Sunday, February 26, 2012

Voodoo #6

Only seven more reviews to get through this week! And you know what that means... We're starting to get towards the books I'm really not all that keen on reading... Let's hope at least one of the next few books turns out to have been worth the money I spent on it...

Voodoo #6:

Summary: Voodoo heads to a Daemonite warship and demands an audience with the Daemonite war council, since she was in a state of confusion after learning that she was seemingly a clone. As for the real(I guess?) Voodoo, she is broken out of government custody by government agents Fallon and Black Jack. Fallon and Black Jack seem to think the real Voodoo would be able to help them find the clone Voodoo... Uh-huh... Fallon and Black Jack are successful with their breakout, and escape with Real Voodoo. As for Apparent Clone Voodoo, she fights her way through several angry Daemonites and enters the room of the war council, demanding answers to her many questions.

Thoughts: Yeah, I didn't like this issue much at all... I don't get why we need TWO Voodoos, especially since you KNOW one of them is probably going to get killed off, and the one to go will probably be Apparent Clone Voodoo... Meaning the character we've spent the past 6 issues reading about will be dying... And will probably be replaced by Real Voodoo, who has been around for all of TWO issues... Sure, I could be wrong, and maybe Real Voodoo will die for some reason, or hell, maybe neither one will die, but whatever the case may be, I just don't get the direction this comic has gone in.

Score: 5 out of 10.
voodoo #6
Sooo... This is the real Voodoo? I guess? Probably?


  1. *Sigh* Another disappointment from Voodoo again eh X? I'm actually quie ticked off about the fact that the Voodoo we've been following up on is a clone. Not thrilled to read this issue at all.

    I think if DC would've let Ron Marz do what he wanted and this series would've been fantastic. I mean look at Witchblade's success. Voodoo was right up Marz's alley. But DC seems to keep most of their writers on puppet strings....which isn't working for some of their most potential comics. But maybe I'm wrong and Marz's couldn't find his groove with this series and had full creative freedom Hopefully this Josh Willamson person can do a better job of the next few issues of Voodoo.

  2. Lisha, I agree with EVERYTHING you said there! I mean literally EVERY SINGLE WORD! Especially the Marz thing and the way DC's editorial seems to be treating their writers. There's really nothing else I can say! :P I couldn't have put that better if I tried!

Supplied entries:
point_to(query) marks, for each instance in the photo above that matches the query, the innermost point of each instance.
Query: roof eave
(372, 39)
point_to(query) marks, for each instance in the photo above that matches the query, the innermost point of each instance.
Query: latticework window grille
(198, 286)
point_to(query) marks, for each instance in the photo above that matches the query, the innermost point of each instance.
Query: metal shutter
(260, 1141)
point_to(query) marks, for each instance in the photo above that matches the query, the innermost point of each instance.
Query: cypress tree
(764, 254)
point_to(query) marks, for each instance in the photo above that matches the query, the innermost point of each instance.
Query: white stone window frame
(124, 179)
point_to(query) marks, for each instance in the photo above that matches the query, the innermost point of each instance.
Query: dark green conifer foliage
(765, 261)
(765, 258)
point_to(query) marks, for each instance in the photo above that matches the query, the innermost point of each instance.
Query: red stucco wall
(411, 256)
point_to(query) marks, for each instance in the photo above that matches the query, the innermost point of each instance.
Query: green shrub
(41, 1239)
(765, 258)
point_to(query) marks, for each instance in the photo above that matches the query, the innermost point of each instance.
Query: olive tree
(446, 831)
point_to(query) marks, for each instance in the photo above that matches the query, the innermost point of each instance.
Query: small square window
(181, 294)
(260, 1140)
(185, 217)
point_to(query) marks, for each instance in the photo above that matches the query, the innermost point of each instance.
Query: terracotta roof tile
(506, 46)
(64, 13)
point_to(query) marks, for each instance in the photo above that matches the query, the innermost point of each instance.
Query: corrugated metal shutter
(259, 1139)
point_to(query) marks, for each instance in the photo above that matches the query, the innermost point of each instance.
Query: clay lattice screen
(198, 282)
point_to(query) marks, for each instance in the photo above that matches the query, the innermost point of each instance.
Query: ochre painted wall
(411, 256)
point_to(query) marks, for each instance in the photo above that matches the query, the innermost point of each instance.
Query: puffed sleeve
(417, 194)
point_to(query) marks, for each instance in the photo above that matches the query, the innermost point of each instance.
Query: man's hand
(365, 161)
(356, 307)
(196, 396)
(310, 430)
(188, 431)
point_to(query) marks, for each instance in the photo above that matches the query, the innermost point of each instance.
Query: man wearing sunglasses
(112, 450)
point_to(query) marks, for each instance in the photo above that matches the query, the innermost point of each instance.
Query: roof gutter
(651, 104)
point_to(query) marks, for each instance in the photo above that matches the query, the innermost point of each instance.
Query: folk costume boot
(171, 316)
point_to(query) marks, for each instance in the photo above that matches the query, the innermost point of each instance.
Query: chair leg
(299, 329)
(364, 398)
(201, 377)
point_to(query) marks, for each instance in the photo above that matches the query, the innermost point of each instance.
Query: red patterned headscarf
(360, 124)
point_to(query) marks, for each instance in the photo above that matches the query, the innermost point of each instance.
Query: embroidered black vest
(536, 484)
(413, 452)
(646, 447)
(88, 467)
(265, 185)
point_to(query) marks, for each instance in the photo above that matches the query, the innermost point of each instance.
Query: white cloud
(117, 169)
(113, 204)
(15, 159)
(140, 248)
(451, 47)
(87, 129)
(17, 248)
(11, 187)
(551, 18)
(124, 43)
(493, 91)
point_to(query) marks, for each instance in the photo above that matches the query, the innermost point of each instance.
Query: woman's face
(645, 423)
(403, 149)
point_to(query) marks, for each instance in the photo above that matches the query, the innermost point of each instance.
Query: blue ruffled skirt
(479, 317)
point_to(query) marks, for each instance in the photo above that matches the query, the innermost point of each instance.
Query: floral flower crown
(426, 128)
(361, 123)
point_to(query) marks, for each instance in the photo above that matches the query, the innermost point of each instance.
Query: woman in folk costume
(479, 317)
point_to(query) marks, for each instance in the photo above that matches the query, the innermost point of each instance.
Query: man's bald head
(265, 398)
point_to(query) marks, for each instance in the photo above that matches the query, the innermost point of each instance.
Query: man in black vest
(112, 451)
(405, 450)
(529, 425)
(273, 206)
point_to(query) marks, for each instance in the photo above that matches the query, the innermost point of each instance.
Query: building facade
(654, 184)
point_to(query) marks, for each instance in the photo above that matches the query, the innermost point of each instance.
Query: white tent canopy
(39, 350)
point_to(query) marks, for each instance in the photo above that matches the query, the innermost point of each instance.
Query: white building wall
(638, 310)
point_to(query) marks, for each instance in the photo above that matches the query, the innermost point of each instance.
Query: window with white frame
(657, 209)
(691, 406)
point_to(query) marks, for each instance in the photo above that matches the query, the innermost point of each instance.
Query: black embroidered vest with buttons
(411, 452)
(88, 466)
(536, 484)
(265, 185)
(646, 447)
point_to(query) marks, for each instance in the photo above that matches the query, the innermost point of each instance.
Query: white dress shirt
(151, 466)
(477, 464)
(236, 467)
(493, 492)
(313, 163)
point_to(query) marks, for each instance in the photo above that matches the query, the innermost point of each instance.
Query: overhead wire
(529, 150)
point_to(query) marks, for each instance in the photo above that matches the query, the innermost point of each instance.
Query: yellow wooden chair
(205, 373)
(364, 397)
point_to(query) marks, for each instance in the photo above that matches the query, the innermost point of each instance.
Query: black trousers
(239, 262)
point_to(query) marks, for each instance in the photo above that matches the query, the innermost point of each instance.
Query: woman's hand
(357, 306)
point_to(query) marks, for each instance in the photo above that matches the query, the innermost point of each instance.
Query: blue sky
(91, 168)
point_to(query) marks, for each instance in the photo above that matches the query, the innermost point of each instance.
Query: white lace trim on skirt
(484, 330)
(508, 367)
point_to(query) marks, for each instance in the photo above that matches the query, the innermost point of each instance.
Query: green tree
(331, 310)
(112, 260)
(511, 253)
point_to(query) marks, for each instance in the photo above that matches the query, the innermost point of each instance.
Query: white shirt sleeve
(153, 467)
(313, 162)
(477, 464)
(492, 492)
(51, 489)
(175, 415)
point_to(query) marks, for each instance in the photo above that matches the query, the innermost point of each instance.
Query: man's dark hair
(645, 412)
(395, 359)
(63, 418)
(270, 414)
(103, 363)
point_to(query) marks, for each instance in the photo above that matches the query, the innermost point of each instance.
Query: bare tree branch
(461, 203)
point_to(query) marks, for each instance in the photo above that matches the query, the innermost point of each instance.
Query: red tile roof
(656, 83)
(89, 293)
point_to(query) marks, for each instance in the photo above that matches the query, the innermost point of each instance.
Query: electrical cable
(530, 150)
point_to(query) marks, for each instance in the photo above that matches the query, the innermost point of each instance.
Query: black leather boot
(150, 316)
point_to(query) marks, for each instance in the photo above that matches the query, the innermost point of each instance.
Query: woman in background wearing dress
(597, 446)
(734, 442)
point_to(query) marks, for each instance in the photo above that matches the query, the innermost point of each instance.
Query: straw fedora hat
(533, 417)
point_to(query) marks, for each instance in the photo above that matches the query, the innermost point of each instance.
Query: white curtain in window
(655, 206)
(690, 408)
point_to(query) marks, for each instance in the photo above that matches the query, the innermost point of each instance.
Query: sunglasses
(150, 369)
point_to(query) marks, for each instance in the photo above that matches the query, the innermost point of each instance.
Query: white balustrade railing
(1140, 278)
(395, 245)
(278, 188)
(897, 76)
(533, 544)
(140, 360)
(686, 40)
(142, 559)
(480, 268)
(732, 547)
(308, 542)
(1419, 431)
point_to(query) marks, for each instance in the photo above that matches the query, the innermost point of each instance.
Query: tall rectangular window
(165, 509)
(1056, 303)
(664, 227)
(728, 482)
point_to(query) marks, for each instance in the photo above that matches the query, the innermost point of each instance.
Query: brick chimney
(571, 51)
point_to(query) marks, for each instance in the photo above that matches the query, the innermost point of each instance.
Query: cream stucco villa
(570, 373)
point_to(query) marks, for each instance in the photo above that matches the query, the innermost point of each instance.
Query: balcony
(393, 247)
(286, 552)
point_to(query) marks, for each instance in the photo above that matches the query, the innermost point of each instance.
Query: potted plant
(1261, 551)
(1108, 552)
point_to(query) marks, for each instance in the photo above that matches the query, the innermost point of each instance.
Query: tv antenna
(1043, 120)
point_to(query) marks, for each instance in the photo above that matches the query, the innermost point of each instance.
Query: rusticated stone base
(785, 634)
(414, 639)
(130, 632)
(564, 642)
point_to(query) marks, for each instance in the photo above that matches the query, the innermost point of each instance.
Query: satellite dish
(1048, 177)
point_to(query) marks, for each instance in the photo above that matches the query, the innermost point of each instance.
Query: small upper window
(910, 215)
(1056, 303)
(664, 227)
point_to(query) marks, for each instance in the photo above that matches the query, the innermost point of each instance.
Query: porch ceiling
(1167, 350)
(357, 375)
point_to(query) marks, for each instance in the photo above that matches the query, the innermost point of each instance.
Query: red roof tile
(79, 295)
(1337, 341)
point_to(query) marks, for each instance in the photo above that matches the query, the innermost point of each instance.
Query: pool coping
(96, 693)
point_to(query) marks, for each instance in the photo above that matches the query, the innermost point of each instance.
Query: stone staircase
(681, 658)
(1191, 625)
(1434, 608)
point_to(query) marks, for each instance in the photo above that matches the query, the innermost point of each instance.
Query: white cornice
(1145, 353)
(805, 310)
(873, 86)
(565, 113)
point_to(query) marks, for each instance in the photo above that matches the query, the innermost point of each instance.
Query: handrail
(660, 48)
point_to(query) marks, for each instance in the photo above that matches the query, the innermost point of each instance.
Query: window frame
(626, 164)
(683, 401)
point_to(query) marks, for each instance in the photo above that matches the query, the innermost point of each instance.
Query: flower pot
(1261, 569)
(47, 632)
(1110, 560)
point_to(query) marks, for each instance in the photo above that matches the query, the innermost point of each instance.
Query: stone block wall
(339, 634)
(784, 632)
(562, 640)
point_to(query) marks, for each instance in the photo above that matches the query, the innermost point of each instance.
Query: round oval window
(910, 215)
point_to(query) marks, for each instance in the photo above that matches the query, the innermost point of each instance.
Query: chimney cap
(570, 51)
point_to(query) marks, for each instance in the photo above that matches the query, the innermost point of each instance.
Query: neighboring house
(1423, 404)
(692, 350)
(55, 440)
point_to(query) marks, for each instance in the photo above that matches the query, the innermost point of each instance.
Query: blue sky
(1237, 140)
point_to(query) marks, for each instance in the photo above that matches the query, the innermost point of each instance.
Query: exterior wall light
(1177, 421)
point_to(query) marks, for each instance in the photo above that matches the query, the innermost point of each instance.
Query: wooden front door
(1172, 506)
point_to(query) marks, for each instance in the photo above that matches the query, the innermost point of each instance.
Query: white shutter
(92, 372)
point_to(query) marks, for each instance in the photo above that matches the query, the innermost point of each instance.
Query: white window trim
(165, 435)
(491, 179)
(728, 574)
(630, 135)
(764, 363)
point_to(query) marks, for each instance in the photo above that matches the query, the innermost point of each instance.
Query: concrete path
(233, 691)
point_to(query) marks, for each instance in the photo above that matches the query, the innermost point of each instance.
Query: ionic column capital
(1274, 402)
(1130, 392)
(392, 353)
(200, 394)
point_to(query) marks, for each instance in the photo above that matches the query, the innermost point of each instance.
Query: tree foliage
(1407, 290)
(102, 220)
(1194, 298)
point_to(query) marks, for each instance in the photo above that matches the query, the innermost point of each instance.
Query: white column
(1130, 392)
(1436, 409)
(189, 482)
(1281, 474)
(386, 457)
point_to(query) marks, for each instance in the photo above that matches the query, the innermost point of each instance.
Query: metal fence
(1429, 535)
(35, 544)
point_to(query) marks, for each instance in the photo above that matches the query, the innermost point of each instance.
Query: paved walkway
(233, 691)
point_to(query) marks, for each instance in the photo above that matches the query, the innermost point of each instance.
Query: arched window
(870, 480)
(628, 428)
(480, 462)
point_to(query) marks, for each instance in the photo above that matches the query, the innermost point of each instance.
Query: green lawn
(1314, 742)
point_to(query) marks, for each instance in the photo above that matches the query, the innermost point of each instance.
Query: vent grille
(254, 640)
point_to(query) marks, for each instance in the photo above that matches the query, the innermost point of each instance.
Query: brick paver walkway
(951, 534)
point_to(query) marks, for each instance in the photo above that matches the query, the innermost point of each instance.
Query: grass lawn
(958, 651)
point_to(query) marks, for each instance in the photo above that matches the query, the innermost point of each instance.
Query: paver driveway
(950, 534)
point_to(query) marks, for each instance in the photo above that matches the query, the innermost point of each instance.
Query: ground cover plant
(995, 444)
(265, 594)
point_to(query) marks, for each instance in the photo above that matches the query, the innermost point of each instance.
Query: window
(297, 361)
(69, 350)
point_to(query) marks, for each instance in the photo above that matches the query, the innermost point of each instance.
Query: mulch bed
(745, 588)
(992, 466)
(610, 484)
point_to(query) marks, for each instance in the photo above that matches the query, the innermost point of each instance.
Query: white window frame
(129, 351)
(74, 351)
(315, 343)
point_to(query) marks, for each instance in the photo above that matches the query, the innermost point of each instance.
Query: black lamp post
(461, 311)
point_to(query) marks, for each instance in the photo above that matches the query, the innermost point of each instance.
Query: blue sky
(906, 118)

Tasks for this exercise:
1: Translate this sentence from the Voodoo #6 review into Spanish: "Fallon and Black Jack are successful with their breakout, and escape with Real Voodoo."
2: Pick up the Voodoo #6 review right after its final comment and keep it going.
The entries were taken from a different source than the text.

Answer set:
1: Fallon y Black Jack tienen éxito con su fuga y escapan con la Voodoo real.

2:
  3. Awwww well thank you X!!! I never thought in a million years I'd be this passionate about comic books. Lol. And the stunts DC are pulling are just stupid. Like...maybe financially it's better as far as hiring a new team for a set number of issues but it REALLY hurts the material. Sometimes a series doesn't get to it's potential until 20 issues in. So changing it up ever six will hurt most of these reboots...or could help those that sucked out.

  4. Lisha! You are on a roll!!! DC needs to hire you ASAP! Again, everything you said there is PERFECT! Here's a great example to what you're talking about... When Ed Brubaker first took over Captain America, he started a bit slow... That's not to say the stories weren't good, because they were. But they weren't great. By the 8th or 9th issue he had built the story to the point where his run on Cap is my favorite run, by ANY writer on ANY series... Think about what high praise that is! ANY series EVER! Now, if he was working at DC, who knows, maybe by issue #8 they'd have bumped him to a different series, and that awesomeness wouldn't have ever taken place.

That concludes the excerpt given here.